-------- Stored records --------

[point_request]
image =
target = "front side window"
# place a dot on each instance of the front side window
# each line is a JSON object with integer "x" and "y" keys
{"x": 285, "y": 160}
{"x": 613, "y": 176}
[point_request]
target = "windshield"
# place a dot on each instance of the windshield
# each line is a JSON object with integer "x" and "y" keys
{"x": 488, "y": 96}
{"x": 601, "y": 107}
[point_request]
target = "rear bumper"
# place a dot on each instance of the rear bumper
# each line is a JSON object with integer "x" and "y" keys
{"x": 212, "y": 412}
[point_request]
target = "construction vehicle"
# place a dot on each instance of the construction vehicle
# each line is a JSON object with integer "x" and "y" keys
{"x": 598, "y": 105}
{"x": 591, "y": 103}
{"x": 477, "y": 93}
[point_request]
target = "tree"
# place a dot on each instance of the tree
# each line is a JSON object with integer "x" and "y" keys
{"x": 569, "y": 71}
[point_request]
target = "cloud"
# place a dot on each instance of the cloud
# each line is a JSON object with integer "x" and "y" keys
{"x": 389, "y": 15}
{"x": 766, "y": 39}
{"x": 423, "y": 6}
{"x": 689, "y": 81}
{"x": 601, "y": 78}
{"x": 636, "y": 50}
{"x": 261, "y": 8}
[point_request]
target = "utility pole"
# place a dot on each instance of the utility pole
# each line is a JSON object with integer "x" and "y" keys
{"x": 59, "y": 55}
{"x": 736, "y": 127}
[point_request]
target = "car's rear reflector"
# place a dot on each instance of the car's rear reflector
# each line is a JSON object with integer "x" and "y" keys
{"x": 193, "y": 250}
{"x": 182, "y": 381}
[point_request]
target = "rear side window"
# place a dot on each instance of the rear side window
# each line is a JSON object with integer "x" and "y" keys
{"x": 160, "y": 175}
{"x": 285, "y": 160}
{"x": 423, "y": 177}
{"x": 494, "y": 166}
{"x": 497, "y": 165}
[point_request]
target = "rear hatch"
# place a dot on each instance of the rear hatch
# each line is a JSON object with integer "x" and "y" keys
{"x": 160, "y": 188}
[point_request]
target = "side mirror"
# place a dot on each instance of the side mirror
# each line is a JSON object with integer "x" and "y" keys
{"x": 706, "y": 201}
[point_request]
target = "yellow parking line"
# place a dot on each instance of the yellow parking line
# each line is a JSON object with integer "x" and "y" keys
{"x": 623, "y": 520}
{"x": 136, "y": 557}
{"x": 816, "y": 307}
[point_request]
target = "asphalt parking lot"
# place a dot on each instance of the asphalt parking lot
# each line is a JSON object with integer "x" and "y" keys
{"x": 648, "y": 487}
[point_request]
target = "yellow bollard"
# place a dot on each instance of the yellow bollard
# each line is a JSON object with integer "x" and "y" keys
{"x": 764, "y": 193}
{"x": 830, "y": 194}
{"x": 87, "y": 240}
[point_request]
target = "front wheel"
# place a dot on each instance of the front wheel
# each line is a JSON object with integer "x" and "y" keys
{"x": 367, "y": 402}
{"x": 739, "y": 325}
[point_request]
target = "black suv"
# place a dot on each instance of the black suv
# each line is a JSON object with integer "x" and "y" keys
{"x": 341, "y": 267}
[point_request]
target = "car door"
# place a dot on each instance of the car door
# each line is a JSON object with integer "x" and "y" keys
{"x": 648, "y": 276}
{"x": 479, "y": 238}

--------

Written instruction: Locate every line in the listing above that contains the word "bollard" and copy each one out. Case counts.

Exercise response:
target = "yellow bollard"
# place a dot on each instance of the yellow bollard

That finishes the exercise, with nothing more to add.